_Required action_
Please copy each line of the data below that contains the string "negative".

Dataset excerpts:
# # # # #

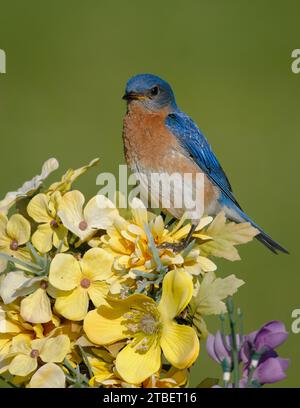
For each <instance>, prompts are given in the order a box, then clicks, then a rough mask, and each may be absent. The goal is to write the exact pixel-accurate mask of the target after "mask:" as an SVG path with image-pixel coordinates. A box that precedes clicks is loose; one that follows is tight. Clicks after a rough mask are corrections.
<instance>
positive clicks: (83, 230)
mask: <svg viewBox="0 0 300 408" xmlns="http://www.w3.org/2000/svg"><path fill="white" fill-rule="evenodd" d="M87 227H88V224H87V222H86V221H84V220H83V221H80V223H79V225H78V228H79V229H80V230H81V231H85V230H86V229H87Z"/></svg>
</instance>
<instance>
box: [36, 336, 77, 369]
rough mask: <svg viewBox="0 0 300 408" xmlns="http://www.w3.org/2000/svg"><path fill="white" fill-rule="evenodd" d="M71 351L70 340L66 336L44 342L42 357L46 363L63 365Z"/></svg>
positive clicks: (41, 350) (42, 348) (52, 339)
mask: <svg viewBox="0 0 300 408" xmlns="http://www.w3.org/2000/svg"><path fill="white" fill-rule="evenodd" d="M69 351H70V339H69V337H68V336H66V335H65V334H61V335H59V336H57V337H51V338H50V339H48V340H47V341H45V342H44V344H43V346H42V349H41V352H40V357H41V359H42V360H43V361H44V362H45V363H61V362H62V361H63V359H64V358H65V357H66V355H67V354H68V353H69Z"/></svg>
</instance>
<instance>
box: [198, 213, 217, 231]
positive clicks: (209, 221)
mask: <svg viewBox="0 0 300 408" xmlns="http://www.w3.org/2000/svg"><path fill="white" fill-rule="evenodd" d="M212 220H213V217H210V216H208V217H203V218H201V220H200V222H199V224H198V225H197V227H196V229H195V231H201V230H202V229H203V228H204V227H206V226H207V225H208V224H210V223H211V222H212Z"/></svg>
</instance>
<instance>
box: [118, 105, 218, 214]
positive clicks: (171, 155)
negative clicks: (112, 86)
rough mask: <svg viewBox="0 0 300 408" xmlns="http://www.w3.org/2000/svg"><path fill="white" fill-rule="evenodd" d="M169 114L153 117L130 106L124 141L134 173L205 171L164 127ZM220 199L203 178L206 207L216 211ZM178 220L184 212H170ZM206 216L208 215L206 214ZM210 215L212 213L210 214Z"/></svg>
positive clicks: (125, 154) (129, 105) (131, 167)
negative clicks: (193, 160)
mask: <svg viewBox="0 0 300 408" xmlns="http://www.w3.org/2000/svg"><path fill="white" fill-rule="evenodd" d="M168 113H169V112H168V111H167V110H164V111H160V112H158V113H156V112H155V113H152V112H149V111H145V110H144V109H143V108H142V107H141V106H140V105H139V104H137V103H135V102H131V103H130V104H129V107H128V112H127V114H126V116H125V118H124V126H123V141H124V151H125V158H126V161H127V164H128V165H129V167H130V168H131V170H132V171H133V172H135V173H136V172H138V173H142V174H144V175H146V176H147V177H149V176H150V174H151V173H167V174H169V175H171V174H173V173H176V172H178V173H180V174H185V173H189V174H192V175H195V176H196V174H197V173H202V170H201V169H200V168H199V167H198V166H197V165H196V163H194V161H193V160H192V159H191V158H190V157H189V156H188V154H187V153H186V152H185V151H184V150H183V148H182V147H181V146H180V145H179V143H178V141H177V139H176V137H175V136H174V135H173V134H172V133H171V132H169V130H168V129H167V128H166V126H165V118H166V116H167V115H168ZM217 197H218V191H217V189H216V187H215V186H214V185H213V184H212V183H211V182H210V180H209V179H208V178H207V177H206V176H205V177H204V206H205V209H207V210H209V209H210V208H212V207H214V202H215V201H216V199H217ZM167 210H168V211H169V212H170V213H171V214H172V215H173V216H175V217H176V218H179V217H180V216H181V215H182V214H183V212H184V209H183V210H182V211H175V210H174V209H173V213H172V208H171V209H167ZM206 212H207V211H206ZM208 212H211V211H208Z"/></svg>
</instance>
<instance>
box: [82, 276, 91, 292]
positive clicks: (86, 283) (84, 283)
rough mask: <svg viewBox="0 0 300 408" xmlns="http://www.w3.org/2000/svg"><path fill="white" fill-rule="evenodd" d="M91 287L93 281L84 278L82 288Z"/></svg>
mask: <svg viewBox="0 0 300 408" xmlns="http://www.w3.org/2000/svg"><path fill="white" fill-rule="evenodd" d="M90 285H91V281H90V280H89V279H87V278H83V279H82V281H81V282H80V286H81V287H82V288H84V289H87V288H89V287H90Z"/></svg>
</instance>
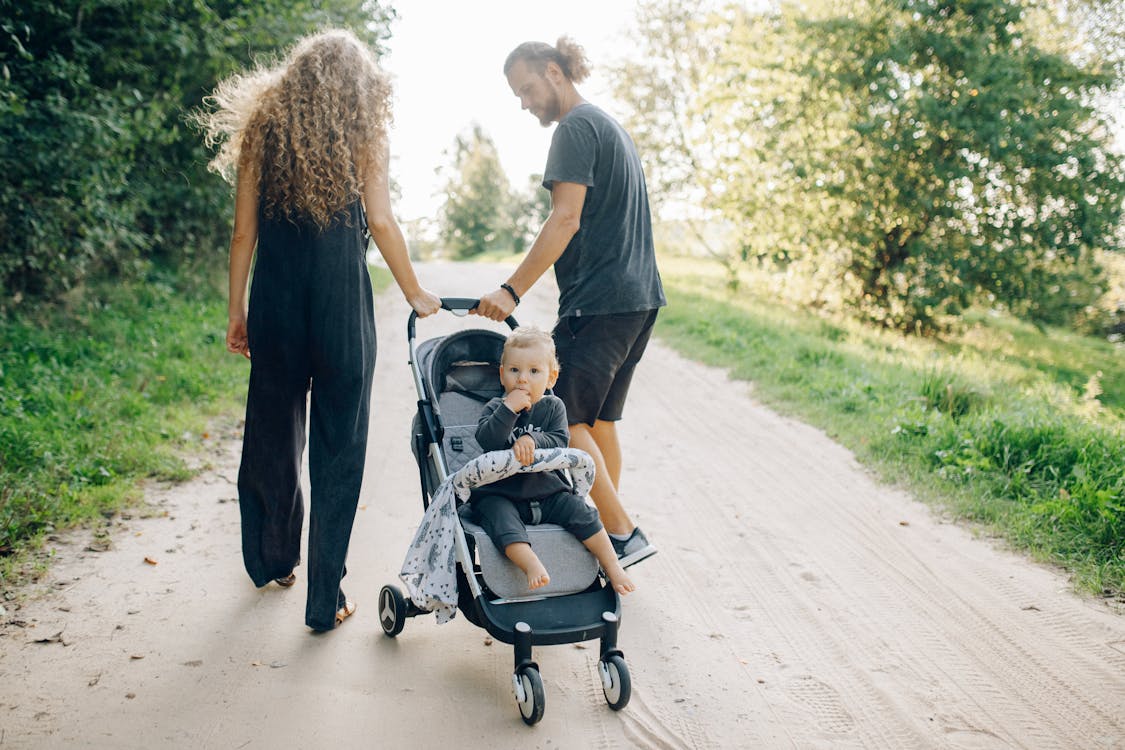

# # # # #

_Exercise result_
negative clicks: (112, 86)
negative clicks: (193, 160)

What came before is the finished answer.